** Start GIVEN RECORDS **

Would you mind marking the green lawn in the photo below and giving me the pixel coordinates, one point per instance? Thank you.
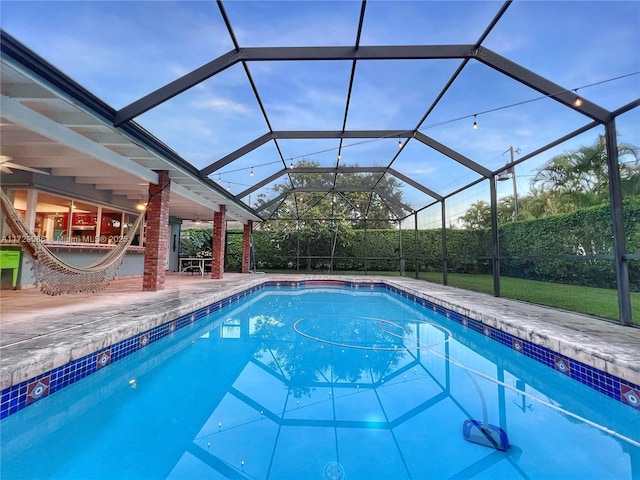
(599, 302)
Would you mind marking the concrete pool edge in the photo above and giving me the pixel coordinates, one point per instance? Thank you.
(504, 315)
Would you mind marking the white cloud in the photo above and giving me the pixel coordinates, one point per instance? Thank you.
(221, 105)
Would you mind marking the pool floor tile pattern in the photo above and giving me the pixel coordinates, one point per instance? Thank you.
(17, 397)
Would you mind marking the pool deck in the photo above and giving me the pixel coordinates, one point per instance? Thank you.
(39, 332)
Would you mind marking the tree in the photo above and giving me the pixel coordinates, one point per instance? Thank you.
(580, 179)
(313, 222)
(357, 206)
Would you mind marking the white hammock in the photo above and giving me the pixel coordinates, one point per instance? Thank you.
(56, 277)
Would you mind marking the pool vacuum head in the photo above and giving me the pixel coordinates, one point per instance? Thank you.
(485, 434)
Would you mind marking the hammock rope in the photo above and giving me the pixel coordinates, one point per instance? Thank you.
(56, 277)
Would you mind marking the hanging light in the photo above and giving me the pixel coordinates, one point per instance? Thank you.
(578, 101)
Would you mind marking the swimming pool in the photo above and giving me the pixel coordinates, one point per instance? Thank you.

** End GIVEN RECORDS **
** Start GIVEN RECORDS **

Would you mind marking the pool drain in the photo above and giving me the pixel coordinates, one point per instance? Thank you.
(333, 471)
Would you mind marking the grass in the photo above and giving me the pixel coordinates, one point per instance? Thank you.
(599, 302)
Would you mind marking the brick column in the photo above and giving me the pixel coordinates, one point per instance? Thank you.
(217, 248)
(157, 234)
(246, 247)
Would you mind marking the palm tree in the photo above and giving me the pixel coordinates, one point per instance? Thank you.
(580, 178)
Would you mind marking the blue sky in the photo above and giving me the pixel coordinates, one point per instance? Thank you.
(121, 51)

** End GIVEN RECORDS **

TASK DESCRIPTION: Pull out the lines running from the one that contains "Would you mind marking the hanging" through the one that contains "Would you mind marking the swimming", inclusive, and copy them word for word.

EXPECTED ANSWER:
Would you mind marking the hanging light in the photo above and giving me the pixel coordinates, one point per instance? Thank you.
(578, 101)
Would you mind marking the swimming pool in the photo above and giving me the pixel coordinates, one point per instance? Thank you.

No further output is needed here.